**Task goal:**
Proceed with the text on mortgage advisers' use of technology since COVID-19, beginning directly after its last sentence.

**Given text:**
------------------------------------------------

Would you, as a mortgage adviser, rather drive an hour to meet a client face-to-face (30 minutes there, 30 minutes back in a COVID-19 safe space) or have this conversation from your desk/home over a video call?
Don’t worry, this is not a test, there are no right or wrong answers and nobody is judging you on your response.
However, I think it’s an important question to ask as it encapsulates the value attached to face-to-face advice in the modern age, how important time is, where this time should be best dedicated, client expectations as lockdown restrictions are lifted and the role technology will play in the advice process moving forward.
We know that the foundations of the intermediary market have been built on face-to-face advice and the relationships generated from this but the past 12 months have really underlined how adaptable we all need to be.
And how this adaptability is not diminishing from the importance or value attached to the mortgage advice process, far from it.
In an increasingly complex market, the need for good professional advice has never been more apparent, as is the role technology plays within this.
This was evident in research from Vitality which highlighted that 89% of independent financial advisers are using some form of new technology as a result of COVID-19, with many of these changes likely to become permanent.
It added that 54% of IFAs had to reassess the technological capabilities of their business since the arrival of COVID-19 and now three quarters (74%) say that video conferencing will remain in some capacity, 28% still expect to host/attend virtual events, and 23% expect to use email in ways they hadn’t before.
With technology playing a more prominent role in advisers’ everyday business lives over the past year, the pandemic has also led them to consider how it could help improve their business models.

------------------------------------------------

**Provided material:**
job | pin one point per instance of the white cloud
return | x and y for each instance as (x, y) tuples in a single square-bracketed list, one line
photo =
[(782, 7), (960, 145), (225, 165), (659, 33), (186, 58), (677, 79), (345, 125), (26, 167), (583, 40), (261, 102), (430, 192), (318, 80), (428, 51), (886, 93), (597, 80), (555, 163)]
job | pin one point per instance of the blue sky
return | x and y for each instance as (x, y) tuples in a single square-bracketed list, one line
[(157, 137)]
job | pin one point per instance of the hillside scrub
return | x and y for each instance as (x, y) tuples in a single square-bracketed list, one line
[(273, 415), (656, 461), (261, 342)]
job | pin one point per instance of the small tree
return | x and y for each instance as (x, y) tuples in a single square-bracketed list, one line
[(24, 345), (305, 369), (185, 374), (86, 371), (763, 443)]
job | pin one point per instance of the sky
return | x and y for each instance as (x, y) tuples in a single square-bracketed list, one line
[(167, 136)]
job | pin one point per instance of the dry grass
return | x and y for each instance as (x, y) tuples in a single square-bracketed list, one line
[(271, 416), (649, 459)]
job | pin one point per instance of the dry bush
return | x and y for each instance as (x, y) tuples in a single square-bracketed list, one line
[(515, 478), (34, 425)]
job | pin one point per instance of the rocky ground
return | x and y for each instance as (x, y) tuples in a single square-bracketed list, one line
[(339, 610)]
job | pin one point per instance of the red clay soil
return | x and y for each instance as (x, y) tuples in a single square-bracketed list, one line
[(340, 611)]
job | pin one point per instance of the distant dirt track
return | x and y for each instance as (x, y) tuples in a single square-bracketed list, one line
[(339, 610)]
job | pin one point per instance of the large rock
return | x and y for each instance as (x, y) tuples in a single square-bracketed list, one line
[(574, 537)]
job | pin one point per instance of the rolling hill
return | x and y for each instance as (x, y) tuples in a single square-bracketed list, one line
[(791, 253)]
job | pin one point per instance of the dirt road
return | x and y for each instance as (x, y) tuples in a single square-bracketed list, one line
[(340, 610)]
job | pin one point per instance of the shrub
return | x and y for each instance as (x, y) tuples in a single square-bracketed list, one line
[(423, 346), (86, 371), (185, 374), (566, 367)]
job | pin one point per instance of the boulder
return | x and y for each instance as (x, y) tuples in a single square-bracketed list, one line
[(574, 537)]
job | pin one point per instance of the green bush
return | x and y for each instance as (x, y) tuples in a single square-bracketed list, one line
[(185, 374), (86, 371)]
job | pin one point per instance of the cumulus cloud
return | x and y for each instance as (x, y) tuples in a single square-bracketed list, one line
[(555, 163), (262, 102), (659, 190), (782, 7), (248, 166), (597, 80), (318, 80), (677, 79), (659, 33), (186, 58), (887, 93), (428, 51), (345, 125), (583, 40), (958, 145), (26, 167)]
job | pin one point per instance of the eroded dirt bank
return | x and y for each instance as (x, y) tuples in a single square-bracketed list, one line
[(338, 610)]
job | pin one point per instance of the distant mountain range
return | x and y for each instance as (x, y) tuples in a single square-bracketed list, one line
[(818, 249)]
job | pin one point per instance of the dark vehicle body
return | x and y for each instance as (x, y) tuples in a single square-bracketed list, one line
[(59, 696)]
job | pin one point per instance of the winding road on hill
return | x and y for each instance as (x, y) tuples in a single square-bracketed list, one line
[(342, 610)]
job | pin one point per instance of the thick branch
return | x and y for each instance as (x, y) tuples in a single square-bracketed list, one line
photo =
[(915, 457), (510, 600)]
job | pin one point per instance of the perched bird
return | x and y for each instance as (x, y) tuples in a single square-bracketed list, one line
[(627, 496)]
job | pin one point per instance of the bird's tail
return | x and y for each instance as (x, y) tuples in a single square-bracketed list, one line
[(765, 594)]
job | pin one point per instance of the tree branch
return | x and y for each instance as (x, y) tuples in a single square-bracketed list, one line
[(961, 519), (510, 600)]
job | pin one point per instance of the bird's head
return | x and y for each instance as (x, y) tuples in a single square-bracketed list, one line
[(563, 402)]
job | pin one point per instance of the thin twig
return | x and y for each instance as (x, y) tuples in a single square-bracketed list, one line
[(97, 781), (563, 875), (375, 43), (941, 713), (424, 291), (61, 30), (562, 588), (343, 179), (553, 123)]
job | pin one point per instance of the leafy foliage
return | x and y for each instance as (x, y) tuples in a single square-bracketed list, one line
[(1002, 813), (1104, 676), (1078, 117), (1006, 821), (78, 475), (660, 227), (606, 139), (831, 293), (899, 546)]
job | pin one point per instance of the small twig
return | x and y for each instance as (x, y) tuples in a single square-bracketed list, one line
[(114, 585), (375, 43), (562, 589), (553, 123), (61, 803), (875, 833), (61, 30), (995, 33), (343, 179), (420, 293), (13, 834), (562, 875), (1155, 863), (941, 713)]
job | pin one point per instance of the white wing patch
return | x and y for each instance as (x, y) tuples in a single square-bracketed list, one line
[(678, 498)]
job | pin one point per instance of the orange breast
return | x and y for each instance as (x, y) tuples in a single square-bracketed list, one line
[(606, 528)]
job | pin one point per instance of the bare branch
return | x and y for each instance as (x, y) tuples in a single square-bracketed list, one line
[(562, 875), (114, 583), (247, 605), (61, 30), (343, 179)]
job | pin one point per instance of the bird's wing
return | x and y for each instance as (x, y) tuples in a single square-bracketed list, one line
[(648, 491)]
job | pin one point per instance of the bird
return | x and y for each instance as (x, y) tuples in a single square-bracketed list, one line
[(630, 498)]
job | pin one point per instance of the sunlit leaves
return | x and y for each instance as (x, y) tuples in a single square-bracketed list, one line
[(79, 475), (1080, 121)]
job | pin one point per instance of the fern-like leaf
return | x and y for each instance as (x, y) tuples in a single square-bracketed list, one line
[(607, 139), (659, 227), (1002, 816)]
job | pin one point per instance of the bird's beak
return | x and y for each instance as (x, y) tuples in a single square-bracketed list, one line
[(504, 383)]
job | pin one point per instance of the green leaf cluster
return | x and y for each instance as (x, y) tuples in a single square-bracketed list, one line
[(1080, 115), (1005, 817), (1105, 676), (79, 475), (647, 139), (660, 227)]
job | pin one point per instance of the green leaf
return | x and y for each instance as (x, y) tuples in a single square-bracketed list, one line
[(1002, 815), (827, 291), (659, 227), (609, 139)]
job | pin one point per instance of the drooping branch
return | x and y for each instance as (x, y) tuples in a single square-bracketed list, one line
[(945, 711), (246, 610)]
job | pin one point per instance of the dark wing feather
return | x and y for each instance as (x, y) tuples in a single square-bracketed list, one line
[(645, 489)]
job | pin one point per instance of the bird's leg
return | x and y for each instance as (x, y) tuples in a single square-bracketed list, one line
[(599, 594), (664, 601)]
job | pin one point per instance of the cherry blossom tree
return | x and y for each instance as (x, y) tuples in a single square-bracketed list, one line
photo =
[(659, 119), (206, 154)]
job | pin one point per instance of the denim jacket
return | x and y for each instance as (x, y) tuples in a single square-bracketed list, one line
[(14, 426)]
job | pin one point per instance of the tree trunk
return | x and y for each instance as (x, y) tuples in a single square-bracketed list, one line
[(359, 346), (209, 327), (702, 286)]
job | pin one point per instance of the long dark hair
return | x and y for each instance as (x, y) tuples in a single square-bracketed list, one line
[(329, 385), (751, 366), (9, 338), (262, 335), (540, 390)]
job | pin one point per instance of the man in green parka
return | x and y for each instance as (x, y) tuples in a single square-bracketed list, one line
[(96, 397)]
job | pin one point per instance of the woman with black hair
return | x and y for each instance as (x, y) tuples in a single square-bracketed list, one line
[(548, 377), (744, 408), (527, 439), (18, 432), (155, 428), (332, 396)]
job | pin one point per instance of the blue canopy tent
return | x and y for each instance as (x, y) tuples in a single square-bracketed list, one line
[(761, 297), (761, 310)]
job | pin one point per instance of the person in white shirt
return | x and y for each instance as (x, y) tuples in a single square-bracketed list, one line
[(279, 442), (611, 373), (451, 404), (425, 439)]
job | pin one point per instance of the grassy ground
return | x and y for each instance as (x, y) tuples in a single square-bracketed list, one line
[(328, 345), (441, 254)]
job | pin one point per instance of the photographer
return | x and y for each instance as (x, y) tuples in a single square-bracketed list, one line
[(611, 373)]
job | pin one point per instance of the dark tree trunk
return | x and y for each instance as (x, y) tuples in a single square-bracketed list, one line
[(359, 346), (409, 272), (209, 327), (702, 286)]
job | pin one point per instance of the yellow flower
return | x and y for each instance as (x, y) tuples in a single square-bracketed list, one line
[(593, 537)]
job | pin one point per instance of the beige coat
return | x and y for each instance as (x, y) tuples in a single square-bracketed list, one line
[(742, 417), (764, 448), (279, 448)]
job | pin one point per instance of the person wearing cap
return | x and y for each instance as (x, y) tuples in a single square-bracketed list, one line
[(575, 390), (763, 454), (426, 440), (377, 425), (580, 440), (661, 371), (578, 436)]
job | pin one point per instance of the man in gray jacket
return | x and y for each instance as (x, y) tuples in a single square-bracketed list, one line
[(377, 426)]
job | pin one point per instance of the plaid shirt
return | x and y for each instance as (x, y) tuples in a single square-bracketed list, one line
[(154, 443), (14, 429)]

------------------------------------------------

**Exercise result:**
More than half (56%) said that cashflow modelling tools would help to improve their ability to manage customer outcomes, while better integration of back-office tech (40%) and better and faster onboarding (28%) would enable them to generate greater efficiencies – ultimately allowing them to provide a better service to their clients.
With increasing use of online portals to interact with providers and more IFAs now advising their clients remotely, top of the priority list when using this technology were paperless processes, with nearly half (45%) citing this as important, followed by level of service (39%) and security (37%).
Integrating a digital approach across all communications, back-office systems and general business practices will prove vital for a variety of firms across financial services.
This remains a delicate balancing act for mortgage intermediary firms and how individual advisers incorporate this within the advice process.
Again, there are no right or wrong answers as different approaches will require different levels of digital support.
But what I think we can all agree on is that the reliance upon an array of systems, solutions and tools will only grow and this choice/process can be somewhat overwhelming at times.
This is where a mortgage adviser’s natural skill set really comes into play. If advisers take as much due care and attention in sourcing their tech solution of choice as they do in meeting their clients’ needs then they won’t go far wrong.
So choose wisely and get to know the people behind the tech before you take that all important plunge.